All that is wanted is how many lines in the records below include the string "mule".
== MATERIAL SUPPLIED ==
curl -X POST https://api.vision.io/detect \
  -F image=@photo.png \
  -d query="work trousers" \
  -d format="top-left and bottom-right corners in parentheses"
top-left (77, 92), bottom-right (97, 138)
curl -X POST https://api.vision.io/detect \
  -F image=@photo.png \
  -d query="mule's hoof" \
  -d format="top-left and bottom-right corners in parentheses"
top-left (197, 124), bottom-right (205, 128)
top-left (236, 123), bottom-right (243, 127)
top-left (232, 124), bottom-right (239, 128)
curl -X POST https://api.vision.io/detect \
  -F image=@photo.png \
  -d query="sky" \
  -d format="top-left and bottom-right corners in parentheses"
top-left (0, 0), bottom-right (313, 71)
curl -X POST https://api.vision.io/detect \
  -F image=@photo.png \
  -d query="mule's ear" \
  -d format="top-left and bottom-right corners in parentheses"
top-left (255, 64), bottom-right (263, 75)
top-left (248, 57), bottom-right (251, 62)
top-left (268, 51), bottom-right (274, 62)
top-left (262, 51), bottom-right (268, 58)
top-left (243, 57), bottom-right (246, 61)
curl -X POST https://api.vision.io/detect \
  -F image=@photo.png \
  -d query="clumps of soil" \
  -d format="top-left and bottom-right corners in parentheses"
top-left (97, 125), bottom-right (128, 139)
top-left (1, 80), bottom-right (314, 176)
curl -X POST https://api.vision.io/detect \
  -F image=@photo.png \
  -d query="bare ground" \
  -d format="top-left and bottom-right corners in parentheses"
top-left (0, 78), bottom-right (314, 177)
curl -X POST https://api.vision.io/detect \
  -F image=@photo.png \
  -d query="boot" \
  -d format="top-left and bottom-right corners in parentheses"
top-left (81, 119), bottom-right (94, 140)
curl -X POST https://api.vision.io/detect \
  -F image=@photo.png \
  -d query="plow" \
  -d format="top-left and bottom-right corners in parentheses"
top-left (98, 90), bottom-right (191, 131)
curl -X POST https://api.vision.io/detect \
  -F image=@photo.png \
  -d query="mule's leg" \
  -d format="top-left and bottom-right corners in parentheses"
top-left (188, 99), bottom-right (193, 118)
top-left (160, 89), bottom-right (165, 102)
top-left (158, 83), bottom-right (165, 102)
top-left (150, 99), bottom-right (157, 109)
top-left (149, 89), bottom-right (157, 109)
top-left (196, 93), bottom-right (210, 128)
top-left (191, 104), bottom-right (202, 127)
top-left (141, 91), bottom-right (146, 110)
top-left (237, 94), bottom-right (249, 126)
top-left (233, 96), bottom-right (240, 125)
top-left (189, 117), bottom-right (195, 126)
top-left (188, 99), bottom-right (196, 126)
===
OUTPUT FOR THIS EXERCISE: 3